Collected data:
►
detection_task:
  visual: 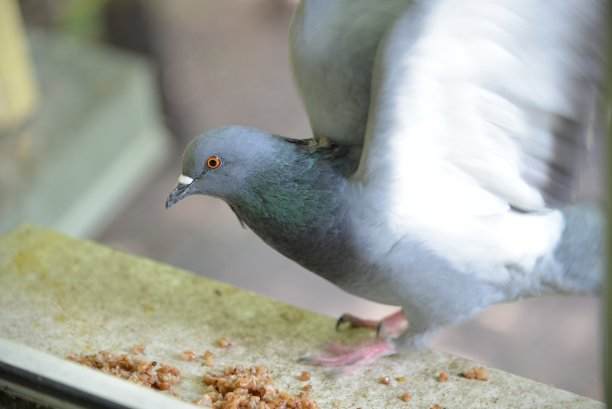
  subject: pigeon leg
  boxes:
[300,339,396,372]
[336,309,407,338]
[302,309,433,371]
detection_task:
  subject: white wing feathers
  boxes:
[357,0,604,215]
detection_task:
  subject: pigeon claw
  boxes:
[375,322,383,338]
[335,310,408,338]
[335,314,351,331]
[335,313,379,332]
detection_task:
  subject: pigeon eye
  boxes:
[206,155,222,170]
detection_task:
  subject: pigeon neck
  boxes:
[226,143,359,273]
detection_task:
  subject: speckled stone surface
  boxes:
[0,225,603,408]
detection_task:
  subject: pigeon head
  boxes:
[166,124,361,280]
[165,126,291,208]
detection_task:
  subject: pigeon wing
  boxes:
[290,0,411,146]
[356,0,605,216]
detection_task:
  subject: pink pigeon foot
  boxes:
[336,309,408,338]
[301,339,396,372]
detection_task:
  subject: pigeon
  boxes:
[166,0,605,369]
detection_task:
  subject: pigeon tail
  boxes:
[537,204,604,295]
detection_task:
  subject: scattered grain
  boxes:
[132,344,146,354]
[299,371,311,381]
[395,376,407,383]
[203,350,215,367]
[379,376,391,385]
[182,350,197,361]
[216,337,232,348]
[303,384,313,392]
[67,351,181,391]
[401,392,411,402]
[437,372,448,382]
[201,365,319,408]
[195,393,213,406]
[462,366,490,381]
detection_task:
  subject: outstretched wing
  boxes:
[290,0,411,146]
[357,0,604,216]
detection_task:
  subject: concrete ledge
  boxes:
[0,225,604,408]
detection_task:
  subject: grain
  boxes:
[462,366,490,381]
[379,376,391,385]
[216,337,232,348]
[203,350,215,367]
[67,351,181,391]
[132,344,146,354]
[199,365,319,408]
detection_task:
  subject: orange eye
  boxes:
[206,155,222,170]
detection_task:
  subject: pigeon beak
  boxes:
[166,175,195,209]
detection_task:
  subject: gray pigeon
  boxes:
[166,0,605,367]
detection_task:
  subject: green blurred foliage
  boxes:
[56,0,109,39]
[20,0,110,40]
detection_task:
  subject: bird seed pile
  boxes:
[68,348,319,408]
[66,351,181,391]
[198,365,319,408]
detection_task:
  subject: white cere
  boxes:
[178,175,194,185]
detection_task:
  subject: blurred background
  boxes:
[0,0,603,400]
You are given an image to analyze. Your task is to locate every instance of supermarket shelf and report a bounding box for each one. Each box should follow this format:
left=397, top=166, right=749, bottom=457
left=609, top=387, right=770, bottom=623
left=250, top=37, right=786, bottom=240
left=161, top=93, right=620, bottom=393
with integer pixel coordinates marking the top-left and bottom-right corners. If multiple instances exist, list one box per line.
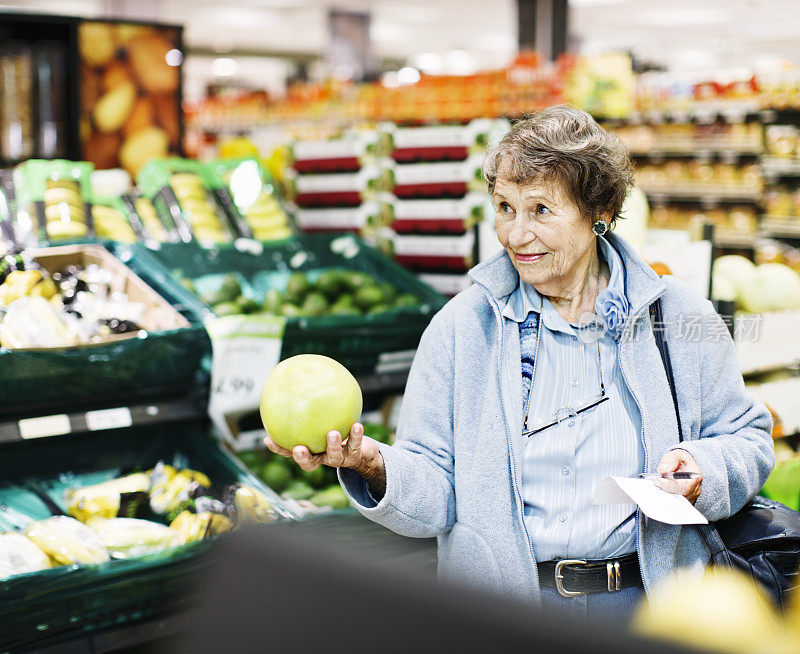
left=0, top=397, right=205, bottom=445
left=713, top=232, right=757, bottom=248
left=623, top=102, right=763, bottom=125
left=760, top=219, right=800, bottom=238
left=630, top=147, right=762, bottom=159
left=761, top=156, right=800, bottom=176
left=643, top=188, right=762, bottom=203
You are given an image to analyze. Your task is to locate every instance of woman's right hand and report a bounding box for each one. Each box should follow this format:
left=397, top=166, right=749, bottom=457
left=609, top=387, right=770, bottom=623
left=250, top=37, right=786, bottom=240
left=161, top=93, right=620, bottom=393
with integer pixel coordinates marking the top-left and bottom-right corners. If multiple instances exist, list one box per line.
left=264, top=422, right=387, bottom=498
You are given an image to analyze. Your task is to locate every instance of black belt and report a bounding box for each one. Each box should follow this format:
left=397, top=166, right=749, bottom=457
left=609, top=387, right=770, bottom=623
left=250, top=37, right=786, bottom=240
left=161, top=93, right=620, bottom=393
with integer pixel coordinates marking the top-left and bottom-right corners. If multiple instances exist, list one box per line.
left=538, top=553, right=642, bottom=597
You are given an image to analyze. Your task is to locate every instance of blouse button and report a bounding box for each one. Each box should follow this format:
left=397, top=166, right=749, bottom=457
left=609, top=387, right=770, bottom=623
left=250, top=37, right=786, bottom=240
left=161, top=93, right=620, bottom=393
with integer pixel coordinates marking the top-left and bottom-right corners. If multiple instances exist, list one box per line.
left=570, top=380, right=579, bottom=387
left=559, top=514, right=568, bottom=522
left=568, top=420, right=576, bottom=428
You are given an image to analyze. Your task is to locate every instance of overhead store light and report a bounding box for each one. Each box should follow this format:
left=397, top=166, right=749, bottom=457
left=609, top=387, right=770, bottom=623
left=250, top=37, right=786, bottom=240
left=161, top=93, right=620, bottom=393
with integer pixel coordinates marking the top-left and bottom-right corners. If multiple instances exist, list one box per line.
left=212, top=58, right=239, bottom=77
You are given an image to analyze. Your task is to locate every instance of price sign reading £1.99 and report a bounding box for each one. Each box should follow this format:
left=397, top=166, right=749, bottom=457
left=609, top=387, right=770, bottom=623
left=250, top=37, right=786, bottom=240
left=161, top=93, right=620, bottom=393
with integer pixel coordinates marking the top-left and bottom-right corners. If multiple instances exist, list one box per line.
left=206, top=314, right=287, bottom=445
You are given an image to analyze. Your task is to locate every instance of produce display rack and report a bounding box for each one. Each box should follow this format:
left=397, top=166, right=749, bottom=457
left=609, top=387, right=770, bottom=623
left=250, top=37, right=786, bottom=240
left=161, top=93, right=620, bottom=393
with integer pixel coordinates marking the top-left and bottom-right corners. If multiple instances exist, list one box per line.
left=0, top=395, right=205, bottom=445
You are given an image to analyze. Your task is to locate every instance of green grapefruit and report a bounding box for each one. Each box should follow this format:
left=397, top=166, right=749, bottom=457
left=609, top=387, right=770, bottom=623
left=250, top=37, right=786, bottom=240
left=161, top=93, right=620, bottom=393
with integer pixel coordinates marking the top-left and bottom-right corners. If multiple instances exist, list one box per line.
left=260, top=354, right=362, bottom=454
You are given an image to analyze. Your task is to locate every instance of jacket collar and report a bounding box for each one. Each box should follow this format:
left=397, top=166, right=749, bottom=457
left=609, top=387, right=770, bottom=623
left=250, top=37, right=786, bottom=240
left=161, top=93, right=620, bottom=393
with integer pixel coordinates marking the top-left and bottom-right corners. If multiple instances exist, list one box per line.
left=468, top=232, right=666, bottom=318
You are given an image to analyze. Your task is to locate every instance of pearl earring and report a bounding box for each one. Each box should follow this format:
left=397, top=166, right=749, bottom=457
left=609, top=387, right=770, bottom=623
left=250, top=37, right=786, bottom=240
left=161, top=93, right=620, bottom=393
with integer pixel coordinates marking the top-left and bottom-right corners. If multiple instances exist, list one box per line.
left=592, top=220, right=608, bottom=236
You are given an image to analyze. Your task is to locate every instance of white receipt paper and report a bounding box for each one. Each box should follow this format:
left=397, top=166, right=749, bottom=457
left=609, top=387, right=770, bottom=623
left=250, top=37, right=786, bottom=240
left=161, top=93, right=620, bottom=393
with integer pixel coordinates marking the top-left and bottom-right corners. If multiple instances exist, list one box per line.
left=593, top=476, right=708, bottom=525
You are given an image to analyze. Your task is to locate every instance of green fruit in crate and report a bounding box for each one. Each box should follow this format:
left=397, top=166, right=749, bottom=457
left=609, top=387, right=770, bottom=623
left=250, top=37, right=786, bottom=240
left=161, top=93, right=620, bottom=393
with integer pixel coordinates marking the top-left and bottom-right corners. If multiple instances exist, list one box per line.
left=368, top=303, right=391, bottom=315
left=302, top=291, right=329, bottom=317
left=279, top=303, right=305, bottom=318
left=218, top=276, right=242, bottom=302
left=310, top=485, right=350, bottom=509
left=283, top=480, right=314, bottom=501
left=260, top=354, right=363, bottom=454
left=329, top=304, right=360, bottom=316
left=342, top=271, right=372, bottom=292
left=261, top=460, right=293, bottom=493
left=394, top=293, right=418, bottom=308
left=298, top=465, right=327, bottom=489
left=237, top=296, right=261, bottom=314
left=263, top=288, right=283, bottom=313
left=378, top=282, right=397, bottom=303
left=285, top=272, right=310, bottom=303
left=315, top=270, right=344, bottom=299
left=213, top=301, right=241, bottom=317
left=179, top=278, right=197, bottom=294
left=238, top=450, right=266, bottom=468
left=354, top=285, right=383, bottom=309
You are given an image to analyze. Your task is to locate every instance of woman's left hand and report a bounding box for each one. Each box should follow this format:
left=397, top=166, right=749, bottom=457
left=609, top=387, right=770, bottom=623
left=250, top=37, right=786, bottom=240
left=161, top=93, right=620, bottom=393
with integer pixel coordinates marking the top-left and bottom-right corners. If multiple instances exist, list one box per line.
left=655, top=449, right=703, bottom=504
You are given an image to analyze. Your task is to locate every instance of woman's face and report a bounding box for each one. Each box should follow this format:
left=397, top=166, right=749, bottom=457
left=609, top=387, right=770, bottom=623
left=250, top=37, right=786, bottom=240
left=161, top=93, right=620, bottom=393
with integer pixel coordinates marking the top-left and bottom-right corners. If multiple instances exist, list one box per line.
left=493, top=173, right=599, bottom=292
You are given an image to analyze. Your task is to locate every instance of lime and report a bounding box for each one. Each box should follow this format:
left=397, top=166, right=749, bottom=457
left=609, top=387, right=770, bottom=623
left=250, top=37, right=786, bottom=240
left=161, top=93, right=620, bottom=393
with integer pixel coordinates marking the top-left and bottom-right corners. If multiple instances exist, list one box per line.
left=262, top=288, right=282, bottom=313
left=282, top=480, right=314, bottom=501
left=238, top=450, right=265, bottom=468
left=279, top=303, right=305, bottom=318
left=378, top=282, right=397, bottom=303
left=260, top=460, right=293, bottom=493
left=285, top=272, right=310, bottom=303
left=341, top=271, right=373, bottom=292
left=237, top=296, right=261, bottom=314
left=354, top=285, right=383, bottom=309
left=315, top=270, right=344, bottom=299
left=394, top=293, right=418, bottom=308
left=309, top=485, right=350, bottom=509
left=213, top=301, right=241, bottom=317
left=218, top=275, right=242, bottom=302
left=298, top=465, right=327, bottom=489
left=302, top=291, right=329, bottom=317
left=367, top=303, right=391, bottom=315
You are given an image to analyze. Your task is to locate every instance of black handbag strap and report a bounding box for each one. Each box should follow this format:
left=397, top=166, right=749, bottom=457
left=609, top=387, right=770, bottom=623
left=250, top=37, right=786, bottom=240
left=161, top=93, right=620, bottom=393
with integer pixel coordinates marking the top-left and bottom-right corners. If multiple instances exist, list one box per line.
left=648, top=299, right=732, bottom=564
◄
- [What is required]
Show me all lines in the records that contain "pigeon".

- [Response for this exercise]
  subject: pigeon leg
  subject: pigeon claw
  subject: pigeon eye
  subject: pigeon neck
  subject: pigeon head
  subject: pigeon wing
  subject: pink pigeon foot
  subject: pigeon
  subject: pigeon tail
  subject: pigeon beak
  subject: gray pigeon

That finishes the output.